▶ THE REQUEST
Present every line of the material as a Markdown table with the columns Row and Line, numbering the rows and leaving out blank lines.

▶ DATA ENTRIES
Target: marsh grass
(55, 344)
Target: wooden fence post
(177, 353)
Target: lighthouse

▶ TASK RESULT
| Row | Line |
|---|---|
| 1 | Target: marsh grass |
| 2 | (55, 344) |
| 3 | Target: wooden fence post |
| 4 | (177, 353) |
| 5 | Target: lighthouse |